-- START MATERIAL FOR THIS EXERCISE --
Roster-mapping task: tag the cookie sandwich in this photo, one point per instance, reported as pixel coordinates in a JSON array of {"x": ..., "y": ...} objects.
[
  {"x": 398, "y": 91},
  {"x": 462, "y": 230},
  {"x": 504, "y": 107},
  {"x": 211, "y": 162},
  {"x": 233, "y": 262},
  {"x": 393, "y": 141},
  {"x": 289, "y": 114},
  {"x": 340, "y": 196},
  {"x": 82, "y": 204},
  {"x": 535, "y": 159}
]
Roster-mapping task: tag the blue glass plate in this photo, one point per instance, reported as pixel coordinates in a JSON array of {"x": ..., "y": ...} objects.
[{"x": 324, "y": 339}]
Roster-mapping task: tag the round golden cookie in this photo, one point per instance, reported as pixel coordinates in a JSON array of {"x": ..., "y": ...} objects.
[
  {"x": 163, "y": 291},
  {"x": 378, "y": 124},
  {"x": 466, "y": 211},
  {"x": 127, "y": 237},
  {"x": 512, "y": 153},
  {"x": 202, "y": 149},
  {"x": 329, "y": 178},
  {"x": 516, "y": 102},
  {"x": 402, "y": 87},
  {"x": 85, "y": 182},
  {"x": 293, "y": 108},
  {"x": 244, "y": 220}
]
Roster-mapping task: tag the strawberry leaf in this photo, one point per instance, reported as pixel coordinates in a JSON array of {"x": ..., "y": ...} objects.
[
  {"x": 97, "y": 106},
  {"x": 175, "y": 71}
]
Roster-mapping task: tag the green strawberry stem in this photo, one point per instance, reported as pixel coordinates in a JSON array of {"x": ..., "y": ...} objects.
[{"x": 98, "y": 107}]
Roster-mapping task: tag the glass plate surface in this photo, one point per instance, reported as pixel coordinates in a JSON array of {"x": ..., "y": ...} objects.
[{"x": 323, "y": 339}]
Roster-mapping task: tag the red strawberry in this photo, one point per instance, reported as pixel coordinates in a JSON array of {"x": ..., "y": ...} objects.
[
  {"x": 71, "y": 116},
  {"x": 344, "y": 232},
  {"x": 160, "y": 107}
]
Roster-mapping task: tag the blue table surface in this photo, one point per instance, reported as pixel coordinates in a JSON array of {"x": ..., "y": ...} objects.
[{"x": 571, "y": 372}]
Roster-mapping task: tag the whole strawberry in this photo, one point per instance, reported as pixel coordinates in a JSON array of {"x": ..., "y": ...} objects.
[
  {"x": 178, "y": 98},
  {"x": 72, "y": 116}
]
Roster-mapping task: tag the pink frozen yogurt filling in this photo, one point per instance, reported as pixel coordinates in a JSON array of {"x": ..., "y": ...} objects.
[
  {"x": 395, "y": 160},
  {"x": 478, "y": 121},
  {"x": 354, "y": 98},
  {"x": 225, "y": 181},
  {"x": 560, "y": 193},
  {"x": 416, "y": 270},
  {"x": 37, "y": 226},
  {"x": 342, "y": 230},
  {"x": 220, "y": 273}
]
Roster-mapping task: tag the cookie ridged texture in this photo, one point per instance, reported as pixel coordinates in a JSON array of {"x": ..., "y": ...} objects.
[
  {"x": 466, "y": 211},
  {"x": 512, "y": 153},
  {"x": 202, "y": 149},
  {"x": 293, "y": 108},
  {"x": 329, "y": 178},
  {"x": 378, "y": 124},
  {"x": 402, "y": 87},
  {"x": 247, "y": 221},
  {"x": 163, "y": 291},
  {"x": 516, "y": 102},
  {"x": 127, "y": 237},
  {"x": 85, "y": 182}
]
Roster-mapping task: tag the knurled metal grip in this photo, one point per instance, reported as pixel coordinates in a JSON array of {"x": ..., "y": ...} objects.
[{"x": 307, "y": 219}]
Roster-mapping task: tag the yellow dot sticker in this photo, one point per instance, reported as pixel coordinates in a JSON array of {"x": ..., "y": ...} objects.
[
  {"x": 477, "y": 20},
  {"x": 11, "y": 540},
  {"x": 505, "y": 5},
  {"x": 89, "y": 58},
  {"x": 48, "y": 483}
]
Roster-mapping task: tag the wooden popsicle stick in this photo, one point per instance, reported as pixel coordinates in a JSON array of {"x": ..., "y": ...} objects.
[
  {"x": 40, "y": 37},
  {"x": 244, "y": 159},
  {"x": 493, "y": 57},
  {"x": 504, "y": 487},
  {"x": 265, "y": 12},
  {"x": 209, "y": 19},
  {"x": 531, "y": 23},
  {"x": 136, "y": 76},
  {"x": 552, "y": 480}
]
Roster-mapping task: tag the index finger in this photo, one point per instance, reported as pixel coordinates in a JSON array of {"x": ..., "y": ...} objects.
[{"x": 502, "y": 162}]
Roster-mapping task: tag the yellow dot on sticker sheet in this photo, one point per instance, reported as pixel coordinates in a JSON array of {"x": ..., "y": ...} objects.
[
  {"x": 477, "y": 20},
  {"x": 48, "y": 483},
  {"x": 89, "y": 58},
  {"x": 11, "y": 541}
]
-- END MATERIAL FOR THIS EXERCISE --
§ **EXERCISE DIRECTIONS**
Please copy out the lines word for word, starting at the line that contains "Roster-mapping task: tag the wooden" and stopping after the final line.

§ **TASK SOLUTION**
Roster-mapping task: tag the wooden popsicle stick in this photo, one point per instance, reported as pixel coordinates in a JSON array of {"x": ..., "y": ...} objects.
[
  {"x": 40, "y": 37},
  {"x": 244, "y": 159},
  {"x": 493, "y": 57},
  {"x": 504, "y": 487},
  {"x": 265, "y": 12},
  {"x": 209, "y": 19},
  {"x": 531, "y": 23},
  {"x": 136, "y": 76},
  {"x": 552, "y": 480}
]
Roster-mapping task: tag the index finger in this photo, one point per instance, reported as pixel coordinates in a JSON array of {"x": ..., "y": ...} objects.
[{"x": 502, "y": 162}]
Roster-mapping task: tag the yellow dot on sticker sheet in this photo, one point per instance, reported as pixel coordinates in a JSON array of {"x": ..., "y": ...} objects.
[
  {"x": 477, "y": 20},
  {"x": 48, "y": 483},
  {"x": 89, "y": 58},
  {"x": 11, "y": 541}
]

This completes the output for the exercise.